(The task) Please retype the records below exactly as they appear, leaving out every picture.

(Dataset records)

=======

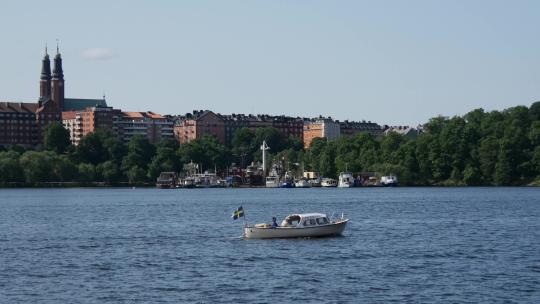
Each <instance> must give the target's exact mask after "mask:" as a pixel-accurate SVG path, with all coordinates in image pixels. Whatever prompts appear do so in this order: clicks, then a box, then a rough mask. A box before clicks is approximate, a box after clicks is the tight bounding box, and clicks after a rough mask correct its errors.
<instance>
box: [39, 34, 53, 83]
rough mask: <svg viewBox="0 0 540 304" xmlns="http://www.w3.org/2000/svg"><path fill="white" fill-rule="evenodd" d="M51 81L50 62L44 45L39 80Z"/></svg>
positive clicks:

=======

(Solution)
Each <instance> must give the target's exact mask after "mask:" as a pixel-accurate SVG path, with all coordinates in image pixels. Whatever prompts appear do so in this order: clicks, then a box, then a rough mask. A box before clicks is approximate, a box after clicks is the tight bounding box, and clicks after a rough mask correct its errors.
<instance>
box: [39, 34, 53, 83]
rough mask: <svg viewBox="0 0 540 304" xmlns="http://www.w3.org/2000/svg"><path fill="white" fill-rule="evenodd" d="M51 81L50 62L44 45L39 80Z"/></svg>
positive clicks:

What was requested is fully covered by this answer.